» WHAT THIS TASK INVOLVES: Copy out all of the material below, swapping every "drop a single marker" for "place one point" and changing nothing else. Leave the pictures out.

* * * * * * *

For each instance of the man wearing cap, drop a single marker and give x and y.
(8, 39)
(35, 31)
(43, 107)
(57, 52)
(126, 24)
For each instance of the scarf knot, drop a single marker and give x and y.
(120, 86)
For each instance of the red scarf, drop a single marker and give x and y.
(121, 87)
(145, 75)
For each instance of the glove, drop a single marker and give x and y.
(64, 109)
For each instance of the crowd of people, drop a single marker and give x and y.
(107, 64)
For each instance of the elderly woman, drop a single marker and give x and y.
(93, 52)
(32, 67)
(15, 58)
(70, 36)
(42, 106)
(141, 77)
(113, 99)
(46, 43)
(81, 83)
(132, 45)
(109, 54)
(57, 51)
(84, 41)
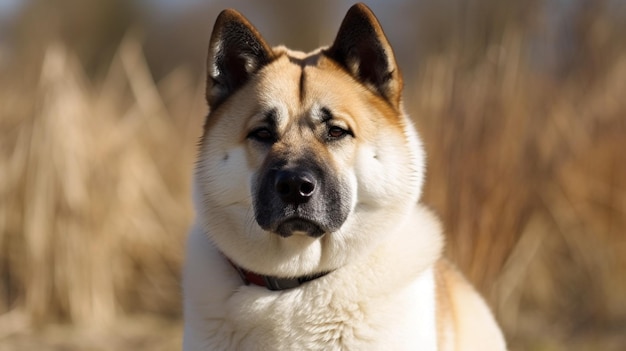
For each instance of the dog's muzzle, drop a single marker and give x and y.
(300, 199)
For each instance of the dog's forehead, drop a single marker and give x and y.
(302, 84)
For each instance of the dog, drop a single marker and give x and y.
(308, 232)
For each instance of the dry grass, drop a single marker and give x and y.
(94, 190)
(528, 174)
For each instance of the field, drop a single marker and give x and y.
(526, 167)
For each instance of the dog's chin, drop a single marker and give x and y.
(300, 226)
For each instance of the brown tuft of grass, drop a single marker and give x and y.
(94, 189)
(529, 175)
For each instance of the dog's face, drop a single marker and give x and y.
(306, 159)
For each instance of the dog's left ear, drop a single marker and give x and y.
(236, 52)
(362, 48)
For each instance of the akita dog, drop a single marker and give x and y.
(309, 235)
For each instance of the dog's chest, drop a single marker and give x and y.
(318, 318)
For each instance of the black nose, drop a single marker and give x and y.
(294, 187)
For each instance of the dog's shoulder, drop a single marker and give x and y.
(465, 322)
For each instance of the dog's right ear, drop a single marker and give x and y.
(236, 51)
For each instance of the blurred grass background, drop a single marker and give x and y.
(522, 106)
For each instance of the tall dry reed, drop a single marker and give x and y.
(94, 190)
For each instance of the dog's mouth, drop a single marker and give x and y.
(298, 225)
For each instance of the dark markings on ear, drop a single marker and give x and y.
(236, 52)
(363, 50)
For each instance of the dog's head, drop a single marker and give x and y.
(306, 160)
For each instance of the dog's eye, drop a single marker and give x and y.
(335, 132)
(263, 135)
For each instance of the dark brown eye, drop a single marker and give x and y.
(337, 132)
(263, 135)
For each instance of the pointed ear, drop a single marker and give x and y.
(236, 51)
(362, 48)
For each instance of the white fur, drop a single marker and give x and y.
(384, 301)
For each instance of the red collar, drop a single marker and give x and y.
(273, 283)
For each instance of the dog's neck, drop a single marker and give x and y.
(273, 283)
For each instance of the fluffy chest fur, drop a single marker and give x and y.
(376, 302)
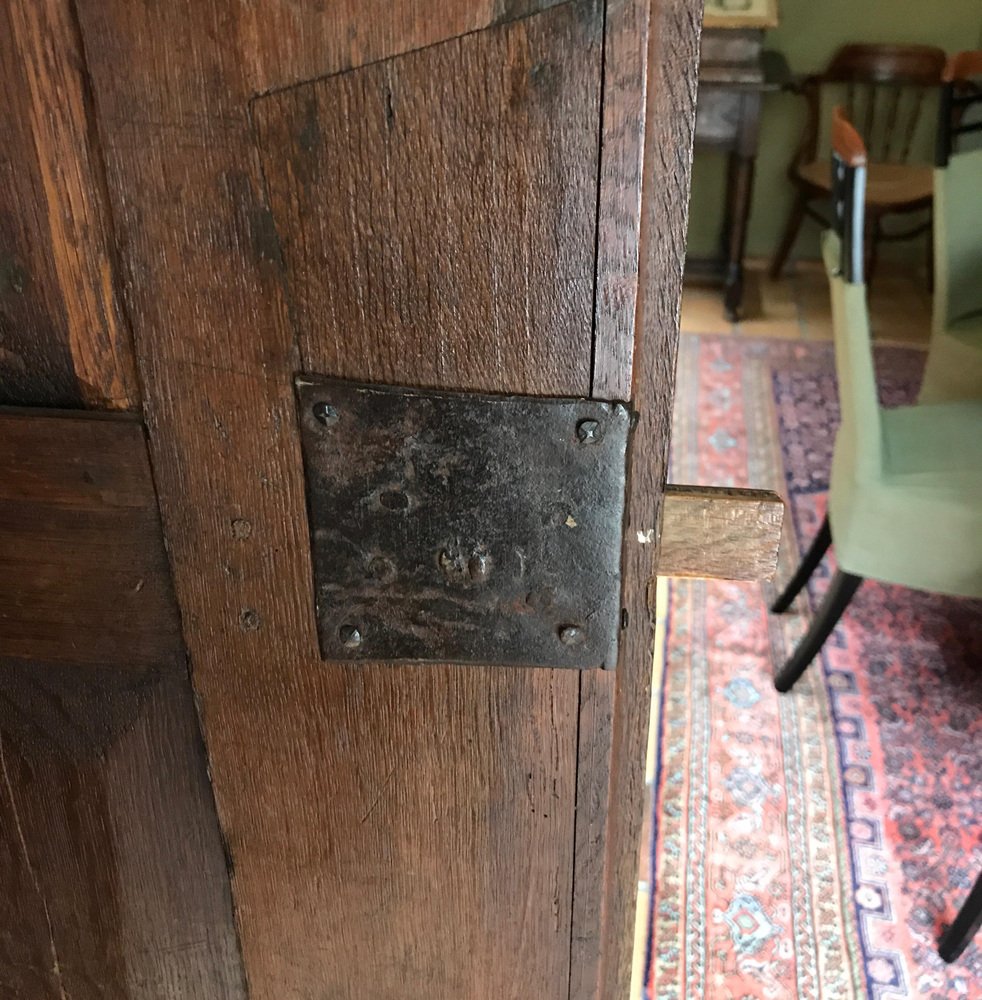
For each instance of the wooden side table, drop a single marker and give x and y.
(734, 75)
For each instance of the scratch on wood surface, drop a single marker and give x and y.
(55, 966)
(379, 794)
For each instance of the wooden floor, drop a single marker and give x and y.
(794, 308)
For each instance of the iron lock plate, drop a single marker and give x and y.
(464, 528)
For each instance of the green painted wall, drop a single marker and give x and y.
(809, 32)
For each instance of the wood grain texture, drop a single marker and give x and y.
(83, 575)
(403, 832)
(726, 534)
(63, 337)
(110, 855)
(616, 289)
(282, 43)
(670, 93)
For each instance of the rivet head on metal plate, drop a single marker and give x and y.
(464, 528)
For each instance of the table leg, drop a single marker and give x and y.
(740, 187)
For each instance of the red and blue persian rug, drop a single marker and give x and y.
(808, 845)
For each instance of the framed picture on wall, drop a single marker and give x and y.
(740, 14)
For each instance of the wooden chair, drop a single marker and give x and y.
(905, 497)
(884, 87)
(954, 361)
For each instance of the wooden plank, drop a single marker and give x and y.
(713, 531)
(63, 336)
(670, 92)
(399, 818)
(618, 221)
(424, 239)
(110, 854)
(83, 575)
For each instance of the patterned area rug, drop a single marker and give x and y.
(809, 845)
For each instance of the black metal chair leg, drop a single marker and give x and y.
(811, 559)
(967, 922)
(837, 597)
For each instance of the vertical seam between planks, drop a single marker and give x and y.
(596, 230)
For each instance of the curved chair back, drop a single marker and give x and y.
(958, 194)
(883, 88)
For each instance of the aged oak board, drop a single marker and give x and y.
(207, 199)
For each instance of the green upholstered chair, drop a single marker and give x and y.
(954, 364)
(905, 494)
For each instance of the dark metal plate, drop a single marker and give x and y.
(461, 528)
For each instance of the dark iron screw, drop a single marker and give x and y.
(572, 635)
(589, 431)
(350, 636)
(325, 414)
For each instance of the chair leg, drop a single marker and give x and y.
(966, 924)
(873, 251)
(819, 546)
(795, 218)
(837, 597)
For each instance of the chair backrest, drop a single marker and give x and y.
(958, 194)
(842, 249)
(848, 195)
(887, 91)
(961, 95)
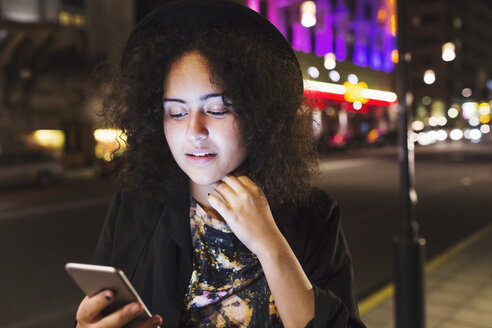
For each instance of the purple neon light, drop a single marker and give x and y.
(301, 39)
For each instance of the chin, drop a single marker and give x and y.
(205, 180)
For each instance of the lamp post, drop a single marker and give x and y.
(409, 247)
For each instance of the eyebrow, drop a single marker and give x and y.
(202, 98)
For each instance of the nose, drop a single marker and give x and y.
(197, 127)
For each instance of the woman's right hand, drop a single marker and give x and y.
(88, 314)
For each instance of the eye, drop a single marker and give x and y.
(175, 110)
(218, 109)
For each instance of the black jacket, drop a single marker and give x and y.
(151, 243)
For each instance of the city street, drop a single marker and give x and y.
(43, 228)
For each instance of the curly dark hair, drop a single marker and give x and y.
(259, 79)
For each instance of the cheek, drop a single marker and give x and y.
(170, 136)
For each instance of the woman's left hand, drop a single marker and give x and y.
(245, 209)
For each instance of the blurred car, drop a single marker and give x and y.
(29, 168)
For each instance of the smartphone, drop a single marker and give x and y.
(93, 279)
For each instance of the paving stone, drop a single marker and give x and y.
(474, 317)
(439, 310)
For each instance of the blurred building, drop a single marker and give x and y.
(346, 49)
(48, 51)
(451, 76)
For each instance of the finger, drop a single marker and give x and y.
(122, 316)
(235, 184)
(153, 322)
(90, 307)
(225, 191)
(219, 206)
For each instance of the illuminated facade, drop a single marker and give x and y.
(363, 31)
(346, 50)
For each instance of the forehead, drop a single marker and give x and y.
(189, 74)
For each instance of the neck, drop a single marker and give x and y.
(200, 194)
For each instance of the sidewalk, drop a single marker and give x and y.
(458, 289)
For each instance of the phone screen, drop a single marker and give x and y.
(93, 279)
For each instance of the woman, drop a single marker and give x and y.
(216, 222)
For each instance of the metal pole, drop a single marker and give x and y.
(409, 247)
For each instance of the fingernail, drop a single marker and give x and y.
(135, 308)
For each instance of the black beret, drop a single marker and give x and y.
(196, 14)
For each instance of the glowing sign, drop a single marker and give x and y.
(348, 93)
(354, 92)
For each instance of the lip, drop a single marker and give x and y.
(198, 157)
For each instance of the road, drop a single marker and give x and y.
(42, 228)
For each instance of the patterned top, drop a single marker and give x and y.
(228, 287)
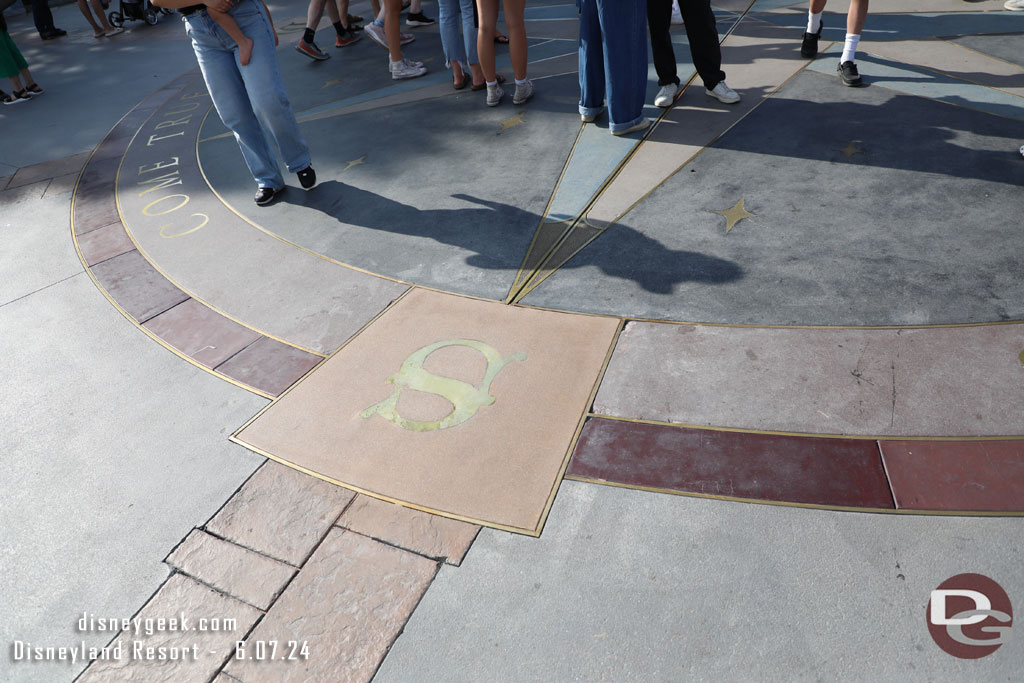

* * * * * * *

» RESULT:
For each instance of the man wearing cap, place one point and give x and y.
(8, 39)
(35, 31)
(43, 107)
(57, 52)
(126, 24)
For each instance of the scarf knot, place one point and give x and y.
(120, 86)
For each instance of the red scarf, place one point and give x and y.
(121, 87)
(145, 75)
For each instance of the glove, place one point and give x and y.
(64, 109)
For each instance of the crowd of people, place one point and give x and y.
(107, 64)
For each instance of the elderly woman, place one point and give x and y.
(93, 52)
(32, 67)
(15, 58)
(70, 36)
(42, 106)
(141, 77)
(113, 99)
(46, 43)
(81, 83)
(132, 45)
(109, 54)
(57, 51)
(84, 41)
For each instance of the dog's muzzle, place one point and give x and y.
(300, 199)
For each instance of the dog's forehead, place one point and give x and y.
(302, 84)
For each instance of the dog, place one point and give x and y.
(308, 232)
For each instance of the dry grass, place one point and give x and y.
(94, 190)
(528, 174)
For each instance of the field, place one point and give x and y.
(526, 167)
For each instance of the dog's chin, place one point and give x and y.
(300, 226)
For each instance of the brown tuft of grass, place one point and give x and y.
(94, 189)
(529, 175)
For each instance of the dog's face, place one point and give x and y.
(306, 159)
For each instance of the dog's left ear, place one point and give x and y.
(236, 52)
(362, 48)
For each instance of the akita dog, place one point and give x and y.
(309, 235)
For each instance of the dog's chest, place one point and give x and y.
(318, 318)
For each instance of the black nose, place one point and give x and y.
(294, 187)
For each instance of the dog's shoulder, place one point and give x and y.
(465, 322)
For each instance of the dog's right ear, place one point and give x and y.
(236, 51)
For each instance of the blurred grass background, place one point and give x and y.
(522, 106)
For each instance of the tall dry reed, place one point and give x and y.
(94, 190)
For each instance of the dog's mouth, place one point and give x and y.
(298, 225)
For each instance of the dark markings on ear, place one point and give x and y.
(236, 52)
(363, 50)
For each instance of the dog's head, place one point and give x and y.
(306, 160)
For each instance of the dog's eye, place one point and give x and y.
(335, 132)
(263, 135)
For each instance of the dark brown eye, place one point and give x and y.
(337, 132)
(263, 135)
For each instance of the pointed ear, place one point and give x and y.
(236, 51)
(362, 48)
For each instance of the white fur, place one point and give x and y.
(384, 301)
For each instance of the red collar, place one point and give x and y.
(273, 283)
For each instance of the dog's neck, place one point and give x and y.
(273, 283)
For each instance of the fluffy chest fur, place one point and give x and y.
(376, 302)
For each instance of the wooden side table, place one point and give x and y.
(734, 75)
For each instance of the scratch on wood surface, place one point and give x and y.
(55, 966)
(379, 794)
For each instance of the wooden floor, place one point and give x and y.
(794, 308)
For each instance of the iron lock plate, place one point and give x and y.
(464, 528)
For each instance of the green painted wall, place one point and give x and y.
(809, 32)
For each instance of the wood grain texture, place one point and give x and y.
(83, 575)
(403, 832)
(726, 534)
(63, 337)
(110, 855)
(616, 289)
(282, 43)
(670, 93)
For each instance of the rivet head on metal plate, place one point and give x and y.
(464, 528)
For each instance of the table leg, place one point and give x and y.
(740, 187)
For each instance of the red and blue persian rug, place one point and give x and y.
(808, 845)
For each instance of the framed picture on wall, place one point and give x and y.
(740, 14)
For each instance of the wooden chair, place one point and give x and y.
(905, 497)
(884, 87)
(954, 361)
For each instance of the wooden plank, place one point and give x and y.
(713, 531)
(63, 336)
(670, 92)
(399, 818)
(618, 221)
(424, 239)
(110, 854)
(83, 575)
For each instance of the patterned area rug, place one point and give x and y.
(809, 845)
For each instance of the black metal chair leg, place one point and give x and y.
(811, 559)
(967, 922)
(837, 597)
For each instance of the vertical seam between planks, place one point and give x and y.
(596, 230)
For each instance of the curved chair back, place one point and give x and y.
(958, 194)
(883, 88)
For each instance of the aged oak board, place one point and give x and y.
(207, 199)
For each instance of the green upholstered chair, place one point and give x and y.
(954, 364)
(905, 494)
For each instance of the dark metal plate, place one point and give x and y.
(461, 528)
For each instance of the dark iron screw, place one point and give x and y.
(572, 635)
(589, 431)
(350, 636)
(325, 414)
For each instance of the chair leg, place one point and give x and y.
(966, 924)
(873, 251)
(819, 546)
(795, 218)
(837, 597)
For each instance of the chair backrest, place one point and give x and y.
(958, 194)
(842, 249)
(848, 195)
(887, 91)
(961, 95)
For each instance of the purple neon light, place one point and give x and y.
(301, 39)
For each instance of the chin, place one point and give x and y.
(205, 180)
For each instance of the lamp post, place one point and give x and y.
(409, 247)
For each instance of the eyebrow, place one point and give x and y.
(202, 98)
For each instance of the nose, place one point and give x and y.
(197, 127)
For each instance of the woman's right hand, place one point and give x and y.
(88, 314)
For each instance of the eye, place one point and give x and y.
(175, 110)
(218, 109)
For each instance of the black jacket, place one point and give x and y.
(151, 243)
For each instance of the city street, place one point and give x and y.
(43, 228)
For each instance of the curly dark hair, place one point and give x and y.
(259, 79)
For each instance of the cheek, place one point and give x and y.
(170, 136)
For each instance of the woman's left hand, place one point and give x and y.
(245, 209)
For each instance of the blurred car, place one point and give x and y.
(29, 168)
For each instance of the smartphone, place one point and give x and y.
(93, 279)
For each instance of the paving stone, place one point and give x and y.
(474, 317)
(439, 310)
For each instance of the blurred building, place one point and give x and y.
(346, 49)
(48, 51)
(451, 76)
For each instance of the finger, place one point and give x and y.
(122, 316)
(235, 184)
(153, 322)
(90, 307)
(225, 191)
(219, 206)
For each instance of the illuminated facade, place one point and give x and y.
(363, 31)
(346, 50)
For each instance of the forehead, place one point and give x and y.
(189, 74)
For each instance of the neck, place one point and give x and y.
(200, 194)
For each instance of the sidewalk, place one point and give x and y.
(458, 289)
For each instance of the phone screen, place one point and give x and y.
(93, 279)
For each instance of the woman, place one point and give x and y.
(216, 222)
For each instance of the metal pole, place one point and give x and y.
(409, 247)
For each instance of the fingernail, place one point and give x and y.
(135, 308)
For each instance of the black beret, place one point and give x and y.
(196, 14)
For each instance of the glowing sign, place one point and give x and y.
(348, 93)
(354, 92)
For each instance of the lip, place one point and give x and y.
(198, 157)
For each instance of the road, place one point and give x and y.
(42, 228)
For each instance of the patterned top, place one point and give x and y.
(228, 287)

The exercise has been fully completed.